[[ Extract to read, beginning ]]

July 9, 2015 — House lawmakers on Wednesday proposed a bill (HR 2972) that would repeal the Hyde Amendment and permit federally funded insurance plans to cover abortion services, according to U.S. News & World Report.
The Hyde Amendment prohibits federal funds from being used for abortion care, including for women covered through Medicaid. The Guttmacher Institute estimates that about one in six women of reproductive age have coverage through Medicaid (Levy, U.S. News & World Report, 7/8).
Although the amendment is not permanent law, it has been included in appropriations measures since 1976 (Ferris, The Hill, 7/8). The amendment allows exemptions for cases of rape and incest and when the woman's life is in danger (U.S. News & World Report, 7/8).
Reps. Barbara Lee (D-Calif.), Diana DeGette (D-Colo.), Jan Schakowsky (D-Ill.) and Louise Slaughter (D-N.Y.) authored the measure, which would guarantee that women who have insurance through the federal government have abortion coverage (Bassett, Huffington Post, 7/8). The bill has about 70 co-sponsors (HR 2972 status page, 7/8).
The bill -- called the Equal Access to Abortion Coverage in Health Insurance Act, or EACH Woman Act -- would ensure abortion coverage for women enrolled in Medicaid, as well as federal government employees, military service members, volunteers with the Peace Corps and individuals insured via the Indian Health Service. In addition, the measure would bar state legislatures from enacting bans that prevent private insurers from covering abortion (Huffington Post, 7/8).
According to The Hill, the legislation has support from several women's health groups (The Hill, 7/8). Further, a poll conducted in June found that 56% of respondents said they supported legislation that would require Medicaid to cover abortion care (U.S. News & World Report, 7/8).
Executive Director of the National Network of Abortion Funds Yamani Hernandez said, "The passage of the EACH Woman Act would stop the terrible wrongs of the Hyde Amendment, which, for 37 years, have fallen hardest on people of color, low-income, and youth" (All Above All press release, 7/8).
Lee said, "Regardless of how someone personally feels about abortion, none of us, especially elected officials, should be interfering with a woman's right to make her own health care decisions just because she is poor."
Similarly, DeGette said, "We are done playing defense against attacks on women's health." She added, "Today's introduction of the EACH Woman Act marks the first step in our march towards the day when each and every woman can make her own decisions about pregnancy" (U.S. News & World Report, 7/8).

[[ Extract to read, end ]]
[[ Data section, beginning ]]

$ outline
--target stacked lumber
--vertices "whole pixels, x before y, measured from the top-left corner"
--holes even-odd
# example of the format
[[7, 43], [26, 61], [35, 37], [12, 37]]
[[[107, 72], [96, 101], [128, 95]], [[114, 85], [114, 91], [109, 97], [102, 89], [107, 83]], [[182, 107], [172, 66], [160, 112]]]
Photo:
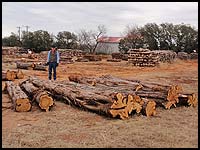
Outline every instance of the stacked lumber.
[[176, 52], [172, 50], [154, 50], [151, 51], [154, 55], [158, 56], [158, 61], [172, 63], [177, 57]]
[[[159, 106], [165, 109], [183, 105], [197, 106], [196, 95], [184, 93], [179, 85], [162, 85], [110, 75], [71, 75], [69, 80], [54, 82], [29, 77], [20, 86], [6, 81], [6, 89], [16, 111], [30, 110], [29, 99], [48, 111], [54, 104], [50, 95], [74, 107], [121, 119], [127, 119], [133, 114], [155, 116], [156, 107]], [[23, 108], [16, 108], [18, 106]]]
[[[140, 113], [142, 109], [144, 109], [143, 112], [145, 112], [145, 114], [148, 113], [146, 114], [147, 116], [155, 114], [155, 103], [152, 101], [144, 101], [135, 95], [125, 95], [119, 92], [114, 93], [113, 90], [102, 93], [91, 86], [76, 84], [69, 81], [50, 82], [48, 80], [32, 77], [30, 78], [30, 82], [50, 91], [52, 95], [59, 95], [71, 105], [100, 114], [106, 114], [110, 117], [119, 116], [121, 119], [125, 119], [128, 118], [129, 114], [132, 112]], [[101, 91], [102, 90], [101, 88]], [[149, 107], [152, 107], [154, 111]]]
[[32, 98], [32, 101], [36, 101], [39, 107], [46, 112], [54, 105], [53, 98], [50, 97], [47, 91], [35, 87], [32, 83], [24, 81], [20, 84], [20, 87]]
[[198, 53], [190, 53], [189, 58], [190, 59], [198, 59]]
[[5, 90], [12, 100], [13, 108], [17, 112], [27, 112], [31, 110], [33, 102], [36, 102], [40, 109], [49, 111], [54, 106], [54, 100], [50, 93], [35, 87], [28, 81], [23, 81], [20, 85], [12, 81], [6, 81]]
[[73, 50], [73, 49], [58, 49], [60, 53], [60, 61], [73, 63], [79, 58], [83, 57], [81, 50]]
[[122, 53], [112, 53], [112, 59], [122, 59]]
[[47, 66], [44, 63], [22, 63], [16, 62], [17, 68], [19, 69], [26, 69], [26, 70], [40, 70], [40, 71], [47, 71]]
[[4, 47], [2, 46], [2, 55], [14, 55], [18, 52], [19, 47]]
[[2, 71], [2, 80], [14, 81], [15, 79], [23, 79], [23, 78], [24, 78], [24, 74], [19, 69], [17, 71], [13, 71], [13, 70]]
[[134, 66], [154, 67], [159, 64], [158, 56], [148, 49], [130, 49], [128, 54], [128, 62]]
[[6, 81], [5, 88], [12, 100], [13, 108], [18, 112], [27, 112], [31, 110], [31, 102], [22, 89], [12, 81]]
[[188, 60], [189, 55], [186, 52], [178, 52], [177, 57], [181, 60]]
[[121, 59], [125, 60], [125, 61], [128, 61], [128, 54], [123, 54]]
[[102, 58], [100, 55], [94, 55], [94, 54], [86, 54], [83, 56], [84, 59], [88, 59], [89, 61], [101, 61]]
[[[176, 107], [177, 104], [187, 104], [187, 106], [197, 105], [194, 93], [184, 94], [182, 87], [179, 85], [162, 85], [139, 80], [121, 79], [110, 75], [96, 78], [73, 75], [69, 76], [69, 80], [76, 83], [88, 84], [93, 87], [102, 87], [104, 91], [111, 91], [113, 89], [114, 91], [126, 94], [134, 93], [141, 98], [153, 99], [158, 106], [162, 106], [165, 109], [170, 109], [172, 106]], [[97, 91], [103, 92], [101, 88]]]

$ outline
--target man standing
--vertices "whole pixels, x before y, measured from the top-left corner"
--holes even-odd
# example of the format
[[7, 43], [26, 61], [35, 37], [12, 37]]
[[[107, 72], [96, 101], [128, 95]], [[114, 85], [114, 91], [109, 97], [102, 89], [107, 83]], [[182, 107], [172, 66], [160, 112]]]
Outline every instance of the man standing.
[[52, 69], [53, 69], [53, 78], [56, 80], [56, 67], [59, 64], [60, 55], [56, 49], [56, 47], [53, 45], [51, 47], [51, 50], [48, 52], [47, 57], [47, 65], [49, 65], [49, 80], [51, 80], [52, 76]]

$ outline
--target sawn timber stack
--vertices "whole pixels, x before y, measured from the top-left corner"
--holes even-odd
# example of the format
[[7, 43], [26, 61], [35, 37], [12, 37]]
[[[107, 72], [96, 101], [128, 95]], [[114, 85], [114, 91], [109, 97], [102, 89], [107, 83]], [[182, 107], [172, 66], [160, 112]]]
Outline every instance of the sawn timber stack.
[[66, 102], [73, 106], [105, 114], [110, 117], [119, 116], [121, 119], [125, 119], [131, 113], [140, 113], [142, 109], [153, 109], [153, 111], [144, 111], [145, 114], [149, 113], [146, 114], [147, 116], [155, 114], [156, 103], [143, 107], [143, 104], [148, 102], [143, 102], [142, 99], [134, 94], [113, 93], [112, 91], [102, 94], [95, 92], [96, 89], [94, 87], [69, 81], [62, 83], [51, 82], [35, 77], [30, 77], [28, 81], [37, 87], [48, 90], [52, 95], [61, 96], [62, 99], [65, 99]]

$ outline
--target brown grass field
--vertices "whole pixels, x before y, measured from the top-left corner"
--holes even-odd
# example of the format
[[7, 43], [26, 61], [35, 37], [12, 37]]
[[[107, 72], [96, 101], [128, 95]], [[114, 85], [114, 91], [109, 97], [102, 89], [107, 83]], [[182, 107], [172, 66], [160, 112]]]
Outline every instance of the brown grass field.
[[[2, 64], [4, 70], [15, 64]], [[46, 78], [48, 72], [23, 70], [28, 75]], [[75, 62], [60, 64], [58, 80], [71, 74], [148, 80], [163, 84], [179, 84], [184, 92], [198, 95], [198, 61], [176, 60], [172, 64], [140, 68], [122, 62]], [[15, 80], [15, 82], [22, 81]], [[4, 81], [2, 81], [2, 85]], [[2, 92], [2, 106], [11, 105]], [[198, 107], [157, 108], [153, 117], [133, 115], [127, 120], [112, 119], [73, 108], [61, 101], [49, 112], [33, 107], [30, 112], [14, 112], [2, 108], [3, 148], [197, 148]]]

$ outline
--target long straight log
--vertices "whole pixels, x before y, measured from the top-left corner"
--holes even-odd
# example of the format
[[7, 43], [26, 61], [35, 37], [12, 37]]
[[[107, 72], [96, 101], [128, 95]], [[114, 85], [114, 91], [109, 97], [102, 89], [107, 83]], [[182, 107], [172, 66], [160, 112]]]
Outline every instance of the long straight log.
[[35, 64], [33, 70], [41, 70], [41, 71], [47, 71], [47, 66], [42, 64]]
[[12, 81], [6, 81], [6, 89], [12, 99], [15, 111], [27, 112], [31, 110], [31, 103], [28, 96], [18, 85], [15, 85]]
[[51, 106], [54, 105], [53, 98], [50, 97], [49, 94], [43, 89], [35, 87], [28, 81], [25, 81], [20, 86], [33, 97], [33, 100], [36, 100], [41, 109], [49, 111]]
[[[69, 76], [69, 80], [77, 83], [91, 84], [97, 87], [97, 89], [99, 86], [105, 85], [110, 89], [115, 89], [122, 93], [133, 93], [143, 98], [163, 99], [163, 105], [166, 109], [170, 109], [172, 105], [175, 106], [176, 103], [179, 102], [178, 95], [182, 92], [182, 88], [178, 85], [170, 86], [138, 80], [121, 79], [110, 75], [96, 78]], [[104, 89], [107, 88], [104, 87]]]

[[ Data section, end ]]

▶ _Questions to answer_:
1 > Rewrite the paragraph beginning "The bill -- called the Equal Access" from the article on the bill to repeal the Hyde Amendment as a bulleted list that keeps its main facts.
2 > Write a continuation of the article on the bill to repeal the Hyde Amendment, starting after its final quotation from DeGette.

▶ _Results of the exercise_:
1 >
- Name: Equal Access to Abortion Coverage in Health Insurance Act (EACH Woman Act)
- Would ensure abortion coverage for:
  - women enrolled in Medicaid
  - federal government employees
  - military service members
  - Peace Corps volunteers
  - individuals insured through the Indian Health Service
- Would bar state legislatures from enacting bans that prevent private insurers from covering abortion

2 >
Lee: 'It's Past Time To End Hyde'
In related news, Lee in a San Francisco Chronicle opinion piece writes that the introduction of the EACH Woman Act "make[s] it clear that every woman has a right to make her own health care decisions, especially with such an important decision as whether to become a parent."
Lee explains that Congress approves the Hyde Amendment "each year to strip women of their fundamental right to access all of their health care options" by "prevent[ing] women who receive their health insurance through the federal government from receiving abortion coverage." According to Lee, "these attacks have one goal: preventing women, especially low-income women and women of color, from making the best health care decision for themselves and their families."
By contrast, Lee writes that the EACH Woman Act "is about three things: personal decisions, improved health and basic fairness."
Specifically, she notes that as "[m]ore and more politicians ... are trying to implement laws that restrict the freedom of women to make the personal decision for her and her family," her bill "trusts women to make the right decision for themselves, their health and loved ones." Further, the measure would put a stop to actions by lawmakers "looking for each and every opportunity to put women's health on the line by denying them access to all medical options," she writes. In addition, Lee states that the bill "is about equal treatment," noting that, "each year, members of Congress vote to deny women who are active duty military, veterans or insured through Medicaid access to abortion coverage."
She writes, "No matter how someone personally feels about abortion, we can all agree that allowing politicians to deny women access to all pregnancy care options just because of how she's insured or the amount of money she has is wrong" (Lee, San Francisco Chronicle, 7/8).